(Beginning of Information provided)

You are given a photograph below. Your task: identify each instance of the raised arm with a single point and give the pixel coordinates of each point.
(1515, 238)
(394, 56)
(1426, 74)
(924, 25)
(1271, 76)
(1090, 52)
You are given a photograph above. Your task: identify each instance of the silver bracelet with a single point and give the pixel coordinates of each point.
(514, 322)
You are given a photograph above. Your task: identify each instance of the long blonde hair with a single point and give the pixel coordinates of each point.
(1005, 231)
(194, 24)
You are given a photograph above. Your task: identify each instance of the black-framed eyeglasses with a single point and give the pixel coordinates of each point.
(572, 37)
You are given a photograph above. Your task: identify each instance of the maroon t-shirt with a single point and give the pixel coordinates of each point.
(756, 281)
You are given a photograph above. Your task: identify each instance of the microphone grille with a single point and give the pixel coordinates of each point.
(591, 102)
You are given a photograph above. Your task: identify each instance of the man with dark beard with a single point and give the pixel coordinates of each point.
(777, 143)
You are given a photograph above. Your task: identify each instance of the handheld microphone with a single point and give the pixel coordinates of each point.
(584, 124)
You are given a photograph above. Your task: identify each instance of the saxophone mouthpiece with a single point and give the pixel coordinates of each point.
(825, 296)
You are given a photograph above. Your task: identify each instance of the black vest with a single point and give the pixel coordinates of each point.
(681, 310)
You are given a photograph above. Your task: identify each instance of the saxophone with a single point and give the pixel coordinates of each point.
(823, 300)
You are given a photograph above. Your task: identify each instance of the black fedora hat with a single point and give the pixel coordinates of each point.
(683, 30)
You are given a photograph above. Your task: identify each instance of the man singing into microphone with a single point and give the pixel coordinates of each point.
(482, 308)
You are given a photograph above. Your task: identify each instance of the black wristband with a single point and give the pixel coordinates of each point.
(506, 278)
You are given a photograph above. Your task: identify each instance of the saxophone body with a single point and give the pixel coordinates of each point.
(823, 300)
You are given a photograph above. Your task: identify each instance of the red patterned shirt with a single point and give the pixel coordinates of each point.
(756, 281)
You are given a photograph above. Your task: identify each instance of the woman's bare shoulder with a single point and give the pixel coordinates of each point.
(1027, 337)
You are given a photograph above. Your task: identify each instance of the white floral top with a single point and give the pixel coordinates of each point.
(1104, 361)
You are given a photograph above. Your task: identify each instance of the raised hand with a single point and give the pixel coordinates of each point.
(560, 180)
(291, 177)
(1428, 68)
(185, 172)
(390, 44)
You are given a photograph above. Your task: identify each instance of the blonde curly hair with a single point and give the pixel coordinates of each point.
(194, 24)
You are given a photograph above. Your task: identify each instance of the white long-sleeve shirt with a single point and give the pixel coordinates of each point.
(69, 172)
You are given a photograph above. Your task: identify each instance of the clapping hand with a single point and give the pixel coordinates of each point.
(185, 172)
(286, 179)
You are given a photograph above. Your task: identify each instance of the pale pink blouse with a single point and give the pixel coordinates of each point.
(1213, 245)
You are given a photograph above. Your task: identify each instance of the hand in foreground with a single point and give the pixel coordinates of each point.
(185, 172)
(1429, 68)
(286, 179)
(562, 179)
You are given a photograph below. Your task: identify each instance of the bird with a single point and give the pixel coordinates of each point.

(End of Information provided)

**Aim of the task**
Write every record out again, letter for letter.

**Solution to the problem**
You are given a photograph below. Your task: identify each instance of the raised arm with a single point and give the pixel coordinates of each point.
(1515, 238)
(394, 56)
(1426, 74)
(924, 25)
(1271, 76)
(1090, 52)
You are given a photograph above. Your task: identify each instance of the silver bracelet with a single point and give the pixel coordinates of each point.
(514, 322)
You are given a photograph above. Your task: identify each instance of the long blonde hair with a single point and give the pixel coordinates of each point.
(1005, 231)
(194, 24)
You are given a photograph above. Your task: identify each instance of the black-framed eyeglasses with a single point and give the pixel coordinates of each point.
(572, 37)
You are given a photograph above. Your task: identify each instance of the maroon t-shirt with a single point and give the pixel coordinates of each point.
(756, 281)
You are given a photograph above. Your task: identify each instance of the microphone grille with a single point and give the pixel coordinates of each point.
(591, 102)
You are given a photograph above. Your task: identify each instance of the man with dark beard with a single point and give the pixel coordinates of each point.
(777, 143)
You are given a photograph above. Your task: identify each instance of the handheld microphone with a single point and give the pixel coordinates of each point.
(584, 124)
You are given a photograph above. Your task: identify each instance of the saxophone mouthpiece with a single point and give the pixel coordinates of each point.
(825, 296)
You are given a photograph above. Your task: identify each instance of the black vest with a single point and give the pixel coordinates of each point.
(681, 310)
You are given a photograph above. Your task: identify each instance of the saxophone with a single point and give the pixel coordinates of each point.
(823, 300)
You are given a photograph above. Your task: identify each instance of the black fedora hat with a single point and give the pixel coordinates of each point.
(683, 30)
You are given a photograph above. Your task: identify each instance of the man singing into microphone with a single point and give the pixel coordinates of each point.
(482, 308)
You are given a photograph above. Your task: identify each instance of the black wristband with a single point and give the pixel coordinates of each point.
(506, 278)
You are given a photograph above. Your task: identify each instance of the saxophone body with a single point and give the pixel coordinates of each point.
(823, 300)
You are given a photograph above. Your task: identify each instance of the red patterned shirt with a single point and give the pixel coordinates of each point.
(756, 281)
You are given a photograph above. Your task: identify each instance of the woman's bare shoulder with a single point and give the pixel coordinates of each point.
(1027, 337)
You are given a photograph above. Your task: identify each instance of the white floral top with a single point and give the pixel coordinates of each point.
(1104, 361)
You are given a photograph above. Your task: identify each instance of the raised hand with a single point and give the pixel coordinates of each point.
(560, 180)
(291, 177)
(1428, 68)
(185, 172)
(390, 44)
You are given a photograph above. Your task: identify each instance of the blonde curly hair with a single point and give the pixel coordinates of each point.
(194, 24)
You are given a photograph above. Your task: identify each instance of the white long-sleeve shirt with a single point and give the pixel coordinates of each point.
(69, 172)
You are given a photograph above. Your task: identify each instance of the clapping hand with a single point and give the pixel coordinates of each point.
(185, 172)
(286, 179)
You are given a photograph above. Your task: identify each instance of the pale pink blouse with a single point and give the pixel coordinates of each point.
(1213, 245)
You are given a photograph above. Your task: identify each instance of the hand in foreground with a single point and give the pixel coordinates of each point.
(185, 172)
(1429, 68)
(286, 179)
(562, 179)
You are given a photograph below. Your task: identify each instance of the bird with a single point and give the pixel coordinates of each point.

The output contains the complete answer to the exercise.